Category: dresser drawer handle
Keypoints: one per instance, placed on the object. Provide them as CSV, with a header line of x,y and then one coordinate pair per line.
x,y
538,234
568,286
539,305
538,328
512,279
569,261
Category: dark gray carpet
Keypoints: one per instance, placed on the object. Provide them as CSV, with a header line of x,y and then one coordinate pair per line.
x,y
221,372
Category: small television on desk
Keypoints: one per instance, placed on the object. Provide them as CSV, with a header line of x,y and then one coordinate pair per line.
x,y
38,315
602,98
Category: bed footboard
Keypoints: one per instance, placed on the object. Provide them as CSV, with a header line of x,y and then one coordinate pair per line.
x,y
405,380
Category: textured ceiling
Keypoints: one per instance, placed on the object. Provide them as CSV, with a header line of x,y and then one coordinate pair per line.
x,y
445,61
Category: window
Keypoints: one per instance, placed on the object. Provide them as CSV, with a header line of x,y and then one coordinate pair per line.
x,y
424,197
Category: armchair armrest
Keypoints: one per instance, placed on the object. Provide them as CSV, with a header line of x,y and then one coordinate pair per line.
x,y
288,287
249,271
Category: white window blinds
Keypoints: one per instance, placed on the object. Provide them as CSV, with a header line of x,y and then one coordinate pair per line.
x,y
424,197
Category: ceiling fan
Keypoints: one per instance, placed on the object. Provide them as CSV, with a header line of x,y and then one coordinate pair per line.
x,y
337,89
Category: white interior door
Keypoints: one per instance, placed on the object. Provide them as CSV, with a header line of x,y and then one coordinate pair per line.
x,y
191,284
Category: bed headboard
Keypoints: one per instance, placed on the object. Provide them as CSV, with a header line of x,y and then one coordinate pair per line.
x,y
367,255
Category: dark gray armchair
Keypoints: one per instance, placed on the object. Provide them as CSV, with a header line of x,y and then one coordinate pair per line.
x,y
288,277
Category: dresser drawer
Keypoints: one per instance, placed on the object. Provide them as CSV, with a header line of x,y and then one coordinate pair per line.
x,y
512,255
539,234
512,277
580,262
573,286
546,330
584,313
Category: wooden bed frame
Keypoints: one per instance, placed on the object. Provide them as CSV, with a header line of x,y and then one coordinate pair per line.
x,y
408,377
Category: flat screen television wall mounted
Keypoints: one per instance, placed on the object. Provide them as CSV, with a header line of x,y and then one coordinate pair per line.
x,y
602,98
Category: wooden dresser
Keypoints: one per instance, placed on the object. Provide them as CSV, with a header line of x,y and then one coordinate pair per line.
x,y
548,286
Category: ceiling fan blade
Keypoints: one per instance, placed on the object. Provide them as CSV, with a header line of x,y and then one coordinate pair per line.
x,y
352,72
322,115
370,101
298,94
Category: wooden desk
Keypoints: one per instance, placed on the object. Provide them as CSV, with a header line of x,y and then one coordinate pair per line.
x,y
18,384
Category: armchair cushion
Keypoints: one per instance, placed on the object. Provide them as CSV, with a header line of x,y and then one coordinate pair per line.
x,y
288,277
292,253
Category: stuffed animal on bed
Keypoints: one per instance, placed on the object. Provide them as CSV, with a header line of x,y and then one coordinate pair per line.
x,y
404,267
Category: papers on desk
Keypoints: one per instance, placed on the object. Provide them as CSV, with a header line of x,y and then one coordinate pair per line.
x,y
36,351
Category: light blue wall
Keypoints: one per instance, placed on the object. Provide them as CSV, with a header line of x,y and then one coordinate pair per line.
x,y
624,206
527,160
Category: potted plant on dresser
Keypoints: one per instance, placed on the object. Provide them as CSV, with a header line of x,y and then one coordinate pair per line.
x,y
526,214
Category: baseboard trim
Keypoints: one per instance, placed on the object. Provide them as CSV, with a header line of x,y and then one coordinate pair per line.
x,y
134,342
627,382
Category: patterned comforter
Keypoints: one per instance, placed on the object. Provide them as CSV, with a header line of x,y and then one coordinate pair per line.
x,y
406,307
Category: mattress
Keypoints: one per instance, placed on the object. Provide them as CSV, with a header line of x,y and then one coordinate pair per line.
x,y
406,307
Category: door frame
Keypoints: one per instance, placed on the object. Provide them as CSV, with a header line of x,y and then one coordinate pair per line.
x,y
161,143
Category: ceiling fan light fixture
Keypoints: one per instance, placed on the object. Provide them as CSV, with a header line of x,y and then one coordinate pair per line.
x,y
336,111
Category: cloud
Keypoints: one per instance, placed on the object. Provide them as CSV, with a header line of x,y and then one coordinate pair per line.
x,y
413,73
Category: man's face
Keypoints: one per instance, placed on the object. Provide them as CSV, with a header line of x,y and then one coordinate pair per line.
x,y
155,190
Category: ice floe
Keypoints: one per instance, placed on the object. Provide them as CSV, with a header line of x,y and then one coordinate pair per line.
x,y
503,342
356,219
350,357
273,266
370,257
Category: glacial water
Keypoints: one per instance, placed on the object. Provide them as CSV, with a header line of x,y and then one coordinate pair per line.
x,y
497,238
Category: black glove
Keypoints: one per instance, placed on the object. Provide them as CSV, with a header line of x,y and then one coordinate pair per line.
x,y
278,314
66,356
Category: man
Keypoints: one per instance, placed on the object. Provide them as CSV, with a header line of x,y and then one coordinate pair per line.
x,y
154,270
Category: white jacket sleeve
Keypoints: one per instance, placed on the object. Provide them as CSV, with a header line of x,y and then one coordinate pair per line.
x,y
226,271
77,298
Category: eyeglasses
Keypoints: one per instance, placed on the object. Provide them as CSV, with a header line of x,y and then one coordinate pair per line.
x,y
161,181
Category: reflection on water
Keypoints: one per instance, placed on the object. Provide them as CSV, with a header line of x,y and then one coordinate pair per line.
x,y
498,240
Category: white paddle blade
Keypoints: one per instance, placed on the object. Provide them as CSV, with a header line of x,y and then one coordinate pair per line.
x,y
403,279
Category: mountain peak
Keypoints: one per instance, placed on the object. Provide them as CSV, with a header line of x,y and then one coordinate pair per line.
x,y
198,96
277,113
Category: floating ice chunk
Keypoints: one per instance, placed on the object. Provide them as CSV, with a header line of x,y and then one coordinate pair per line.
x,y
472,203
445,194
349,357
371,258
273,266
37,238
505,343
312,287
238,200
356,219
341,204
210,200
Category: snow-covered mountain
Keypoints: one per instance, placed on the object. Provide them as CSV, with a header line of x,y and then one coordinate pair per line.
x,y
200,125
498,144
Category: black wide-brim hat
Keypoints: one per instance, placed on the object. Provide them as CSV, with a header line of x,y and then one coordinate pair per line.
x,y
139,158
--- --- ---
• _TASK_: Copy all of the data exactly.

• _WORKED SOLUTION_:
Category: dresser drawer handle
Keypoints: one per instance, placed on the object. Provide them as CSV, with a header line of x,y and then one coordinate pair per line.
x,y
538,234
568,286
539,305
538,328
512,279
569,261
Category: dark gray carpet
Keypoints: one per instance, placed on the object. Provide them as CSV, with a header line of x,y and then one coordinate pair per line.
x,y
221,372
Category: small television on desk
Keypoints: one per instance, placed on the object. Provide them as CSV, with a header line of x,y and then one coordinate pair per line.
x,y
38,315
602,98
Category: bed footboard
Keypoints: one per instance, placed on the object. Provide them as CSV, with a header line of x,y and then one coordinate pair per line.
x,y
405,380
Category: textured ceiling
Keypoints: one per instance, placed on the object. Provide them as CSV, with a header line of x,y and then one coordinate pair per line.
x,y
445,61
Category: window
Keypoints: one per instance, placed on the object. Provide them as CSV, with a header line of x,y and then one coordinate pair per line.
x,y
424,197
Category: armchair armrest
Keypoints: one per instance, placed on the object. Provide them as CSV, with a header line of x,y and then one coordinate pair per line.
x,y
288,287
249,271
Category: white window blinds
Keypoints: one per instance, placed on the object. Provide them as CSV, with a header line of x,y and then one coordinate pair per line.
x,y
424,197
Category: ceiling fan
Keypoints: one per instance, placed on the object. Provide them as CSV, with a header line of x,y and then one coordinate pair per line.
x,y
337,89
Category: white interior door
Keypoints: one per instance, placed on the object. Provide them as CSV, with a header line of x,y and then one coordinate pair per line.
x,y
191,284
Category: bed headboard
Keypoints: one per instance, placed on the object. Provide them as CSV, with a header line of x,y and then one coordinate pair per line.
x,y
367,255
Category: dark gray armchair
Keypoints: one per instance, placed on the object. Provide them as CSV, with a header line of x,y and then one coordinate pair per line.
x,y
288,277
Category: dresser drawer
Keypoints: one per instance, placed on the object. Provide them as CSV, with a header line of x,y and then one coordinate pair per line.
x,y
512,255
539,234
512,277
580,262
573,286
546,330
584,313
Category: wooden bed frame
Keypoints: one per instance, placed on the object. Provide them as CSV, with a header line of x,y and then one coordinate pair per line.
x,y
408,377
Category: flat screen television wall mounted
Keypoints: one per instance, placed on the object. Provide them as CSV, with a header line of x,y and then one coordinate pair per line.
x,y
602,98
Category: wooden dresser
Keypoints: one per instance, placed on the object. Provide them as CSV, with a header line of x,y and then one coordinate pair per line.
x,y
548,286
Category: ceiling fan blade
Keypoints: one per instance, placed on the object. Provide them as CSV, with a header line of x,y and then one coordinate pair per line.
x,y
352,72
322,115
370,101
298,94
Category: wooden desk
Keypoints: one per instance, placed on the object. Provide them as CSV, with a header line of x,y and then one coordinate pair per line.
x,y
18,384
Category: armchair cushion
Keypoints: one per instance, placed on the object. Provide them as CSV, with a header line of x,y and then one coordinate pair per line.
x,y
288,277
292,253
Category: stuffed animal on bed
Keypoints: one per instance, placed on the object. Provide them as CSV, with a header line of x,y and then one coordinate pair per line.
x,y
404,267
Category: papers on desk
Keypoints: one per instance, placed on the object. Provide them as CSV, with a header line of x,y and then one coordinate pair per line.
x,y
36,351
Category: light blue wall
Keypoints: one per instance, placed on the object. Provide them as CSV, with a header line of x,y and then one coordinate pair per line.
x,y
624,206
527,160
Category: potted plant on dresser
Keypoints: one per instance, placed on the object. Provide them as CSV, with a header line of x,y and then one coordinate pair per line.
x,y
526,214
Category: baseboard trim
Keypoints: one per instance, placed on the object. Provide them as CSV, with a header line of x,y and then one coordinate pair per line.
x,y
134,342
627,382
Category: patterned comforter
Keypoints: one per instance, placed on the object. Provide them as CSV, with a header line of x,y and then one coordinate pair per line.
x,y
406,307
Category: mattress
Keypoints: one per instance, placed on the object. Provide them as CSV, with a header line of x,y and then one coordinate pair per line.
x,y
406,307
Category: door frame
Keypoints: one per instance, placed on the object. Provide them as CSV, with a header line of x,y and then one coordinate pair per line.
x,y
161,143
Category: ceiling fan light fixture
Keypoints: one per instance, placed on the object. Provide them as CSV, with a header line of x,y and then one coordinate pair per line.
x,y
336,111
Category: cloud
Keypoints: one per instance, placed on the object. Provide them as CSV, with a header line of x,y and then one coordinate pair per line.
x,y
413,73
Category: man's face
Keypoints: one per instance, placed on the object. Provide them as CSV, with a header line of x,y and then one coordinate pair per line.
x,y
155,190
Category: ice floe
Keypoints: one per instance, placed on the object. Provide them as CSV, with a header line of x,y and then one coordinate pair per line.
x,y
503,342
356,219
350,357
273,266
370,257
Category: glacial water
Keypoints: one per instance, placed on the object. Provide them as CSV, with a header line of x,y and then one coordinate pair per line.
x,y
497,238
Category: black glove
Keypoints: one per instance, placed on the object. Provide them as CSV, with a header line of x,y and then one coordinate pair per line.
x,y
278,314
66,356
Category: man
Keypoints: one per instance, placed on the object. Provide them as CSV, with a header line of x,y and then one coordinate pair per line.
x,y
154,270
Category: white jacket sleeve
Keypoints: one per instance, placed on the object. Provide them as CSV, with a header line of x,y and then one coordinate pair per line.
x,y
226,271
77,298
Category: eyeglasses
Keypoints: one per instance, placed on the object. Provide them as CSV, with a header line of x,y and then one coordinate pair per line.
x,y
161,181
Category: reflection on water
Keypoints: one per instance, placed on the object. Provide them as CSV, with a header line of x,y and then one coordinate pair per line.
x,y
498,240
Category: white paddle blade
Keypoints: one per instance, placed on the object. Provide them as CSV, with a header line of x,y and then one coordinate pair per line.
x,y
403,279
Category: mountain peak
Keypoints: one per instance, placed on the object. Provide them as CSV, with a header line of x,y and then one coordinate pair per line.
x,y
198,96
277,113
Category: floating ice chunk
Keypoints: one per instance, placed on the object. Provide them as CSV, with a header line of x,y and then one coordinate pair per line.
x,y
472,203
445,194
349,357
371,258
273,266
37,238
505,343
312,287
238,200
356,219
341,204
210,200
Category: snow-covered mountain
Keypoints: one per instance, placed on the object. Provide them as CSV, with a header line of x,y and then one coordinate pair per line.
x,y
200,125
498,144
Category: black wide-brim hat
Keypoints: one per instance, placed on the object. Provide them as CSV, with a header line of x,y and then one coordinate pair per line.
x,y
139,158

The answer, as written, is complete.